DESCRIPTION OF THE TASK =
List every line in the entries below that contains the word "instance", and treat uppercase and lowercase letters as distinct.

(Entries from an annotation dataset)
=====

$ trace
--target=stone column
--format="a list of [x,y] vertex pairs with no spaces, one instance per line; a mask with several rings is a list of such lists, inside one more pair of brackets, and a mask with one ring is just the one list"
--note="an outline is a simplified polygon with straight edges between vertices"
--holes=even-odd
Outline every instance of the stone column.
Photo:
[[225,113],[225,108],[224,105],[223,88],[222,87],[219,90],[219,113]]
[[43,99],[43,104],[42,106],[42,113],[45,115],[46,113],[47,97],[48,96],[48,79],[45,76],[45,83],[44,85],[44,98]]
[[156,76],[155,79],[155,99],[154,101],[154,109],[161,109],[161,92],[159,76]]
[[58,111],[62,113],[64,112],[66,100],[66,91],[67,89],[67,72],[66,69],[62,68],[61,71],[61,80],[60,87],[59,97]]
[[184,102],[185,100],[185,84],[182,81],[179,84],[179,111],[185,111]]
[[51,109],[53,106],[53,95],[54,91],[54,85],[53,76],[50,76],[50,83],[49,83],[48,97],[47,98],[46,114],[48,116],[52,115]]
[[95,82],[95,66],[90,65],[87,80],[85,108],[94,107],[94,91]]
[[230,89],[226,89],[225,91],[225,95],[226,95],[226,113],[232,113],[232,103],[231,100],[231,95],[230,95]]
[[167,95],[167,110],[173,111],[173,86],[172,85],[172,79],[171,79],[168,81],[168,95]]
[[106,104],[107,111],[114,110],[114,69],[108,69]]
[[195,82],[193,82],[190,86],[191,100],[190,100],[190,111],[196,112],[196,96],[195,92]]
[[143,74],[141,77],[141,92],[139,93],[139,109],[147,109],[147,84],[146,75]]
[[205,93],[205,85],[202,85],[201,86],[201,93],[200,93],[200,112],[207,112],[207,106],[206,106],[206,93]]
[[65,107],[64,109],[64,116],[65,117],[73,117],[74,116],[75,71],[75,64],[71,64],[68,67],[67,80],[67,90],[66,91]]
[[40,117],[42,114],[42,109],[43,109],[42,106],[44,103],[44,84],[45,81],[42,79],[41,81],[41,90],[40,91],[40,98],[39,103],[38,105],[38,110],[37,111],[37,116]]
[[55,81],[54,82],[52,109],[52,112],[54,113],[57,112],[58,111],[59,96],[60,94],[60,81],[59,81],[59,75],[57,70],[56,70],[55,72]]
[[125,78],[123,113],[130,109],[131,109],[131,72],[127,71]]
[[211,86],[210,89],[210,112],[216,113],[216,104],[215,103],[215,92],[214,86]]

=====

CORRECT OUTPUT =
--format="a list of [x,y] vertex pairs with no spaces, one instance per line; a mask with several rings is a list of such lists, inside one more pair of brackets, and a mask with one ring is just the one list"
Outline every instance of the stone column.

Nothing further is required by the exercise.